▶ **TASK PROMPT**
Search through the entries for the word "asphalt" and copy every line that has it.

▶ **PROVIDED DATA**

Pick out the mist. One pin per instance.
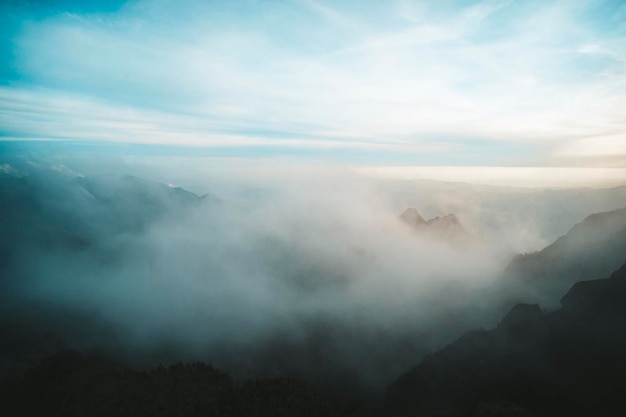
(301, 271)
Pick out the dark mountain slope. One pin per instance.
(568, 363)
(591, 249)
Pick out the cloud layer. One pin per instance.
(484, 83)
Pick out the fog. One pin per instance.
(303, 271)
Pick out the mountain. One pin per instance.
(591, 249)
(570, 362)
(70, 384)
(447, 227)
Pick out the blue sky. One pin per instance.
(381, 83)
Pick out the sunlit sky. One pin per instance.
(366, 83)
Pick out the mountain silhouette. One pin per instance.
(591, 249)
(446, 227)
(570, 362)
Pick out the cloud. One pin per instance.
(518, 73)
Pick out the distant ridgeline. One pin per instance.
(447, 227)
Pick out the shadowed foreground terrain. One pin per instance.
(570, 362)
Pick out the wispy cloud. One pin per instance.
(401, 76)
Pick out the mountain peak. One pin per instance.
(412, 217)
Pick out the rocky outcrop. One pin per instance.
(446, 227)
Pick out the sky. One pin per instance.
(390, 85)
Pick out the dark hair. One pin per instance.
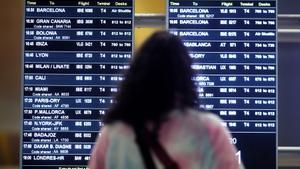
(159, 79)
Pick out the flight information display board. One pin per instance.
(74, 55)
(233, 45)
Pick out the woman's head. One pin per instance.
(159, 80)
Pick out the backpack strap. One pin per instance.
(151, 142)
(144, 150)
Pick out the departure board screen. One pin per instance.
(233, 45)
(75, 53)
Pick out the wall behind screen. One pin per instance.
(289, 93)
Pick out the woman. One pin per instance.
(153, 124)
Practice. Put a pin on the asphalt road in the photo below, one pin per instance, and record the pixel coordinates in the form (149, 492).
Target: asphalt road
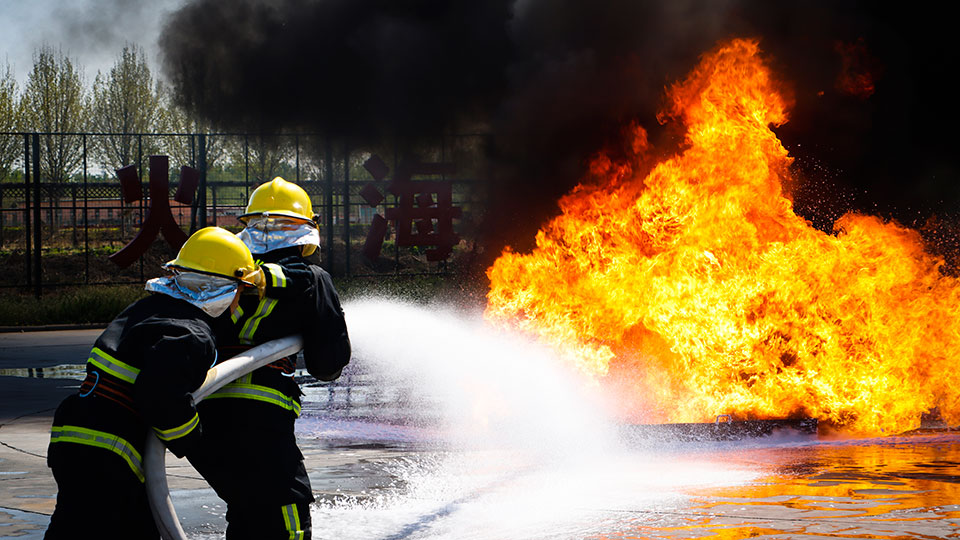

==

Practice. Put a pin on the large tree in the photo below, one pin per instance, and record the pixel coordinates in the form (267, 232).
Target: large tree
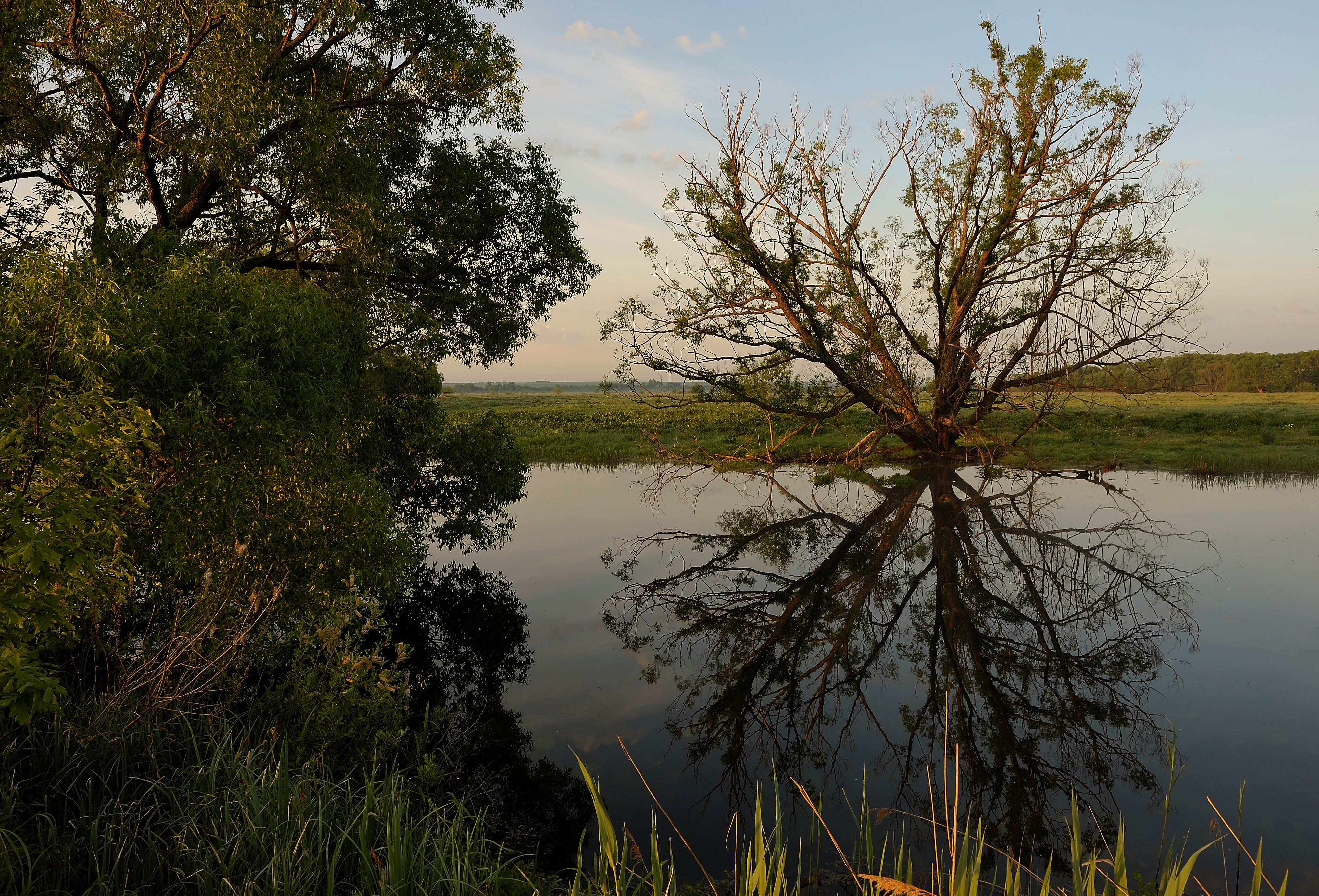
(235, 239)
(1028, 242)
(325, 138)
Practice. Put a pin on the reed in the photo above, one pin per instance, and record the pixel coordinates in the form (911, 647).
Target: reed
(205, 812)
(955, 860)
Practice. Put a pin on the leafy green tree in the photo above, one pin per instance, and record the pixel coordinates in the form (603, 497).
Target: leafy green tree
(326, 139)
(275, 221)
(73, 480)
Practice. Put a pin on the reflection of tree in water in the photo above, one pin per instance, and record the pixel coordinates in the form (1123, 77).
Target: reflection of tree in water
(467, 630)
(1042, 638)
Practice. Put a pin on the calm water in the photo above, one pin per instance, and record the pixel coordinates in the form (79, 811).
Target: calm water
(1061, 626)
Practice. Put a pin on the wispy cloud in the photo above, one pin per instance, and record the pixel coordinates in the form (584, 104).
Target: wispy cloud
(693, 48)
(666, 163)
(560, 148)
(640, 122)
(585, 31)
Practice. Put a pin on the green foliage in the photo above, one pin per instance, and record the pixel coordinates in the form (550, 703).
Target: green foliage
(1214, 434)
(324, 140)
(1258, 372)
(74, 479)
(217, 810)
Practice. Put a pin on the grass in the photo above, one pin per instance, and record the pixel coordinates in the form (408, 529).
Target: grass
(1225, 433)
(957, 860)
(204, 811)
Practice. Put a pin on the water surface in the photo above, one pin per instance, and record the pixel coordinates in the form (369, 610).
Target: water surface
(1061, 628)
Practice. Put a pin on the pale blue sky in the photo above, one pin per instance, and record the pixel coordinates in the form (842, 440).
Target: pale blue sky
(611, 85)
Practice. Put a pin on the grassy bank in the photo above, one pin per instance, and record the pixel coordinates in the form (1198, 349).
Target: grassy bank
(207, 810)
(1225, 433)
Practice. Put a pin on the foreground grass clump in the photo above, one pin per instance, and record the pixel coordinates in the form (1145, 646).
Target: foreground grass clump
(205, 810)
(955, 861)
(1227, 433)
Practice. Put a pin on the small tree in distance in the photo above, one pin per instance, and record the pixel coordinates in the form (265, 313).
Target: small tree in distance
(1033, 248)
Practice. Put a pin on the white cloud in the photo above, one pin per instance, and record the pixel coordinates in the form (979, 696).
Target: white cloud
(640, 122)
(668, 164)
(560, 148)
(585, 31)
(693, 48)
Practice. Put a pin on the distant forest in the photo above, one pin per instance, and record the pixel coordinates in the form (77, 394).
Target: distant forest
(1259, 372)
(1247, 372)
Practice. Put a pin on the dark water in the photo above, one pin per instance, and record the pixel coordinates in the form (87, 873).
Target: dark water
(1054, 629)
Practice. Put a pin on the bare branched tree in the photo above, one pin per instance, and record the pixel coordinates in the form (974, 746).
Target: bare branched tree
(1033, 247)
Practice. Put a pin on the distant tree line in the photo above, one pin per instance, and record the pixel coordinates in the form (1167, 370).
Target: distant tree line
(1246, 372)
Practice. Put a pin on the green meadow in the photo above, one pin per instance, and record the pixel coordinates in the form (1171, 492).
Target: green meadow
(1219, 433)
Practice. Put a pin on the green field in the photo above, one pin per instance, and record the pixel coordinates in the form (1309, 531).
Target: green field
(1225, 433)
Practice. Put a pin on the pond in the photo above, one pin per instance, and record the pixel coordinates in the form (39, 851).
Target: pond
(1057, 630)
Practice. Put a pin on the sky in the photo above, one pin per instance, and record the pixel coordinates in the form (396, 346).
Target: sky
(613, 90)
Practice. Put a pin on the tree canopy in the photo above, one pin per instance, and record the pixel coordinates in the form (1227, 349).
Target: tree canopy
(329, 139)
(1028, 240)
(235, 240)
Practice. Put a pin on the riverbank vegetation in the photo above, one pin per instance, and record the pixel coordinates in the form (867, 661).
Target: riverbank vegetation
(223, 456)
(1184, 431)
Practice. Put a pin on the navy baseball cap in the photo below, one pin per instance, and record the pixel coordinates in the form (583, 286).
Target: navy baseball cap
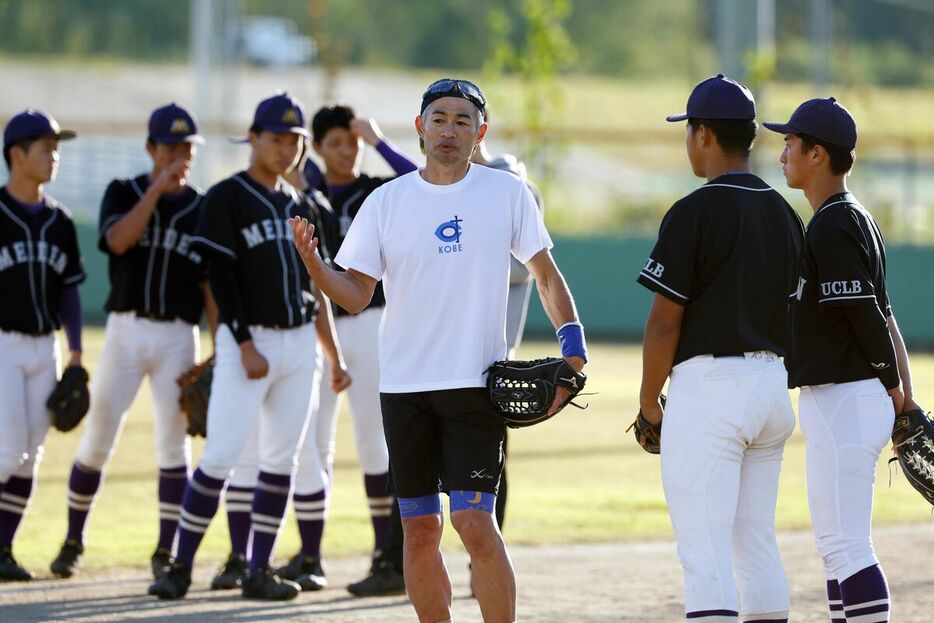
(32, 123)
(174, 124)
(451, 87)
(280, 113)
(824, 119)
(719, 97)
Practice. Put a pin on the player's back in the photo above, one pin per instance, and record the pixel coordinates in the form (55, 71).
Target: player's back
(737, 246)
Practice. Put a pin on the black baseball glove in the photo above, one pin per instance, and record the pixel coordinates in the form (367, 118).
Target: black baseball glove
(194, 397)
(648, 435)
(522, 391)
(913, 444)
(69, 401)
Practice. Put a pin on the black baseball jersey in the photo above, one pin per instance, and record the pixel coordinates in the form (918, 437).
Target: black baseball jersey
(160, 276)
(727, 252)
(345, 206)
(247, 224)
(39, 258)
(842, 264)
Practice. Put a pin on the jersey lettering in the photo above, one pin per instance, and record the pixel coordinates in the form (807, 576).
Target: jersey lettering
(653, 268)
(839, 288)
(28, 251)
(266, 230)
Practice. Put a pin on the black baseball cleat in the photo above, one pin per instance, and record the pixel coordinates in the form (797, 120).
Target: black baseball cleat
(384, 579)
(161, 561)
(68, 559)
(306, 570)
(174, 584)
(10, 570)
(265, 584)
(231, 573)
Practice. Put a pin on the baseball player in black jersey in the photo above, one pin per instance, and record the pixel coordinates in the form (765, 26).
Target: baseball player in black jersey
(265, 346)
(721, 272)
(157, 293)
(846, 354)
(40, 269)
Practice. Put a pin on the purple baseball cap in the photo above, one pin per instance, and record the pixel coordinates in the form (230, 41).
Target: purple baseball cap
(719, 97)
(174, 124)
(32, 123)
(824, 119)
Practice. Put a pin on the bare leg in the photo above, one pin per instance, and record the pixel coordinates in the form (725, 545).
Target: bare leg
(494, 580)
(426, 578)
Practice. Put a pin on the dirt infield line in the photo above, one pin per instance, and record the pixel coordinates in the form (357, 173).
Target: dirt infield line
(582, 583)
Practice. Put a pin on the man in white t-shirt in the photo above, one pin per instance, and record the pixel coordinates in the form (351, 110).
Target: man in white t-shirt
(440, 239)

▶ **EXERCISE RESPONSE**
Practice. Put a pin on the asphalt road in the photo below, one pin per instance, and record the pixel coordinates in the form (149, 492).
Target: asphalt road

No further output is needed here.